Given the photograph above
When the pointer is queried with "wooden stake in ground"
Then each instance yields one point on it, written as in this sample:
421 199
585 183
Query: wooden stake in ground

# # # # # # #

Can you copy the entries above word for word, keeping every line in its original order?

• **The result**:
Given the photograph above
When the pointer is queried with "wooden stake in ground"
Then each instance yields one point on it, written as in this sample:
421 199
585 183
Query: wooden stake in ground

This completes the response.